START Quoted passage

What if light could be used to control cells to make us erase bad memories? This is not a utopia but a reality, at least in rats!
Optogenetics is a new fascinating technique that enables researchers to stimulate cells with light, thereby allowing for the direct control of behavior. The term optogenetic has been coined only in 2006, but since then has intrigued researchers worldwide, me included.
A recent seminal study, carried out at the University of California, has shown that optogenetics may be used to deactivate and then reactivate memories in the brains of genetically engineered rats.
In the experiment, the researchers optically stimulated a group of neurons in rats’ brains while also administering electric shocks. The rats learned to link the pain caused by the shocks with that optical, memory-forming, stimulation at high-frequency. Consequently, the rats exhibited fear behavior when it occurred again.
The amazing thing is that, by using low-frequency optical pulses, the rats “forgot” about the negative association between light pulses and electric shocks. What was even more impressive is that, using again memory-forming, high-frequency optical pulses to re-stimulate the same nerves that were originally tested, the rats were able to reactivate those lost memories.
In a nutshell, the rats were triggered to have fear, then to forget about the fear, then to have fear again and so on.
When I first read this discovery, I recalled immediately the analogy with one of my favorite movies, the eternal sunshine of the spotless mind by Michel Gondry, in which a couple have each other erased from their memories.
Will erasing fears, pain, negative emotions of all kind be the future application of optgenetics in humans? Will psychotherapists lose their jobs?

END Quoted passage
START Record excerpts

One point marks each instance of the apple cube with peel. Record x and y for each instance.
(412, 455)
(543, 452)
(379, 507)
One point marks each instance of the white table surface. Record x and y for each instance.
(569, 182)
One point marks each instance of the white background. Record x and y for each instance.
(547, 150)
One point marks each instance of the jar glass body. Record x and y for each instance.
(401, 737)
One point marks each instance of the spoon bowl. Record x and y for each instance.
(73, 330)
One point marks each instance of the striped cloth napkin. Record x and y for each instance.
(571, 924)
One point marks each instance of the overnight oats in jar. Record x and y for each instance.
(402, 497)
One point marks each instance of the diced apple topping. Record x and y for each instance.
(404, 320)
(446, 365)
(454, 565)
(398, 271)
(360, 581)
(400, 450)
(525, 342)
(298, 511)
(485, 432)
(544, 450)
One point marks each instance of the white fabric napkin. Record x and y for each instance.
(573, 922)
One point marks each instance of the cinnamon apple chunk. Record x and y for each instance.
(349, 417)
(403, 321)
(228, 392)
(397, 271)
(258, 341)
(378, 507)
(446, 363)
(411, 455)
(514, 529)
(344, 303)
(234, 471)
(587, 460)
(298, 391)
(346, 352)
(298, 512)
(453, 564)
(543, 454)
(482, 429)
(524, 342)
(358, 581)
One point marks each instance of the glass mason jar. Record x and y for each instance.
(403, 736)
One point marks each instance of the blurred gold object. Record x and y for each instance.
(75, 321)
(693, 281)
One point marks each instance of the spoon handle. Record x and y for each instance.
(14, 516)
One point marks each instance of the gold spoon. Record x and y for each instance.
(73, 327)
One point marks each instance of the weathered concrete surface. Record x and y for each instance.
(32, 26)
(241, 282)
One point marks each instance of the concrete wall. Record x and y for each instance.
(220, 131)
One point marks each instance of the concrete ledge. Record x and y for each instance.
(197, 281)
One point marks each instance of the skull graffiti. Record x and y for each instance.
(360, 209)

END Record excerpts

What to work on:
1. According to the optogenetics text, why did the rats exhibit fear behavior when the high-frequency optical stimulation occurred again?
2. Retype the passage of the optogenetics text between "Optogenetics is a" and "it occurred again.", inclusive.

Answers per task:
1. During the experiment, the researchers stimulated a group of neurons with light while also administering electric shocks. The rats therefore learned to link the pain of the shocks with that memory-forming, high-frequency stimulation, and they responded with fear when it was repeated.

2.
Optogenetics is a new fascinating technique that enables researchers to stimulate cells with light, thereby allowing for the direct control of behavior. The term optogenetic has been coined only in 2006, but since then has intrigued researchers worldwide, me included.
A recent seminal study, carried out at the University of California, has shown that optogenetics may be used to deactivate and then reactivate memories in the brains of genetically engineered rats.
In the experiment, the researchers optically stimulated a group of neurons in rats’ brains while also administering electric shocks. The rats learned to link the pain caused by the shocks with that optical, memory-forming, stimulation at high-frequency. Consequently, the rats exhibited fear behavior when it occurred again.